Copy the material from the line containing "Please trace the outline of every instance of the man" through to its end, both ends included, swapping "crossed arms" for "folded arms" and changing nothing else.

-------------------------

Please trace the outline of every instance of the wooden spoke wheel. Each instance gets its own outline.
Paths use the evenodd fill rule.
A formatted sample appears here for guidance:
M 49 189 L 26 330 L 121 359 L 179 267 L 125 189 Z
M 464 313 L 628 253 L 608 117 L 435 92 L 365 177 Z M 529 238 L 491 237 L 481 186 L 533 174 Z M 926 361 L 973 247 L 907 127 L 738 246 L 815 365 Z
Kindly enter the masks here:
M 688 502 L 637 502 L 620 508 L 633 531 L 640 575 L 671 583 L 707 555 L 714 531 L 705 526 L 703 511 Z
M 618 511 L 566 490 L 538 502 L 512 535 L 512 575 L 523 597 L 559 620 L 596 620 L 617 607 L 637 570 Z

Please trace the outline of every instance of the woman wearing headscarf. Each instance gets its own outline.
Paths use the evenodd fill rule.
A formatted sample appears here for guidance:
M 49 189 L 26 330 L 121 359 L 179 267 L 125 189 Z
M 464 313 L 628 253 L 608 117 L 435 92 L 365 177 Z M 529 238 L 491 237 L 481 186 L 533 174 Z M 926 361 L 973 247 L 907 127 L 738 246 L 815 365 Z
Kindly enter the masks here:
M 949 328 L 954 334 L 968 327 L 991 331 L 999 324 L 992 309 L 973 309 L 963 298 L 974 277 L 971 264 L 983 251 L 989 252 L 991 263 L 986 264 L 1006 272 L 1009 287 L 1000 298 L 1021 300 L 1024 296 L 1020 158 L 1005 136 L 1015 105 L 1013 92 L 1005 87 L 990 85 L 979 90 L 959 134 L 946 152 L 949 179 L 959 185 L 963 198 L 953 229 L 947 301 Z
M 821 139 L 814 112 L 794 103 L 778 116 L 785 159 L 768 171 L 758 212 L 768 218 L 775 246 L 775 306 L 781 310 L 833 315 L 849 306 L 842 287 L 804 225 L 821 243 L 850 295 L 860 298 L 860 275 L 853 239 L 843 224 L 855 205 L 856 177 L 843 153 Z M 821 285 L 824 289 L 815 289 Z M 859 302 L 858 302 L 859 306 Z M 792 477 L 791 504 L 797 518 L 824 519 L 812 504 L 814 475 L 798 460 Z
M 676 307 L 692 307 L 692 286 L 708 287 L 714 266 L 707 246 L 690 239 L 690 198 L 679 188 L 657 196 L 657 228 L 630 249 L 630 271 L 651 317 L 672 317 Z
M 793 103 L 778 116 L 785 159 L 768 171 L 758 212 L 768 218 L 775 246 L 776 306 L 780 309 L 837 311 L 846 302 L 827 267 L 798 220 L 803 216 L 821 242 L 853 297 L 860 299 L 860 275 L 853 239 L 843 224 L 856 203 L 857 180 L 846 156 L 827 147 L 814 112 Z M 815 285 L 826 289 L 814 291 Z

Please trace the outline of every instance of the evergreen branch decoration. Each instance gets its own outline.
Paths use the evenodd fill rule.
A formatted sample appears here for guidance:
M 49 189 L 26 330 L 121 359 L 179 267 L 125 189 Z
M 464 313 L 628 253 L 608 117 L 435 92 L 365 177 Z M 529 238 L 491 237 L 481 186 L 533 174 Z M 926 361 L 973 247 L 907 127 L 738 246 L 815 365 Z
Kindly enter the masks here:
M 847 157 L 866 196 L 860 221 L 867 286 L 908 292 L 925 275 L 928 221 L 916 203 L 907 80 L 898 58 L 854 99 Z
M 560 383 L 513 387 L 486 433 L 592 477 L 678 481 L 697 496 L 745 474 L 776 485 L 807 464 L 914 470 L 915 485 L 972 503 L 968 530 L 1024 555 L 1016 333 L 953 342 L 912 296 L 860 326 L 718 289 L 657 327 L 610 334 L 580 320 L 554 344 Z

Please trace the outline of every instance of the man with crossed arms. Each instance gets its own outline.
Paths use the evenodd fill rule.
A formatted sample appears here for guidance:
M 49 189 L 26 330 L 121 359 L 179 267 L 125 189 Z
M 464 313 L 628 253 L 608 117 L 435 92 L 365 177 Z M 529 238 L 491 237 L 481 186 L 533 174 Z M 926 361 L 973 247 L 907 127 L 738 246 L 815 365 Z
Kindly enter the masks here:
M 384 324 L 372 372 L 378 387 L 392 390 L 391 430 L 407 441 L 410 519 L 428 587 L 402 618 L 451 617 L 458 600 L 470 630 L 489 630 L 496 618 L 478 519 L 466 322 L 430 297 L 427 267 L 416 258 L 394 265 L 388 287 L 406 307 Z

-------------------------

- [Solution to the exercise]:
Please trace the outline of every instance of the man with folded arms. Each instance gets its own outline.
Paths use the evenodd fill rule.
A formatted sample appears here for guidance:
M 49 189 L 26 330 L 121 359 L 179 267 L 125 189 Z
M 464 313 L 628 253 L 608 117 L 435 92 L 365 177 Z M 529 238 L 491 237 L 481 186 L 533 174 Z M 926 361 L 973 247 L 907 127 L 738 246 L 815 365 Z
Kindly enter the masks here:
M 384 324 L 372 372 L 378 387 L 392 390 L 391 430 L 407 441 L 410 519 L 428 587 L 402 618 L 451 617 L 458 600 L 470 630 L 489 630 L 496 618 L 478 519 L 466 322 L 430 297 L 427 267 L 416 258 L 394 265 L 388 287 L 406 307 Z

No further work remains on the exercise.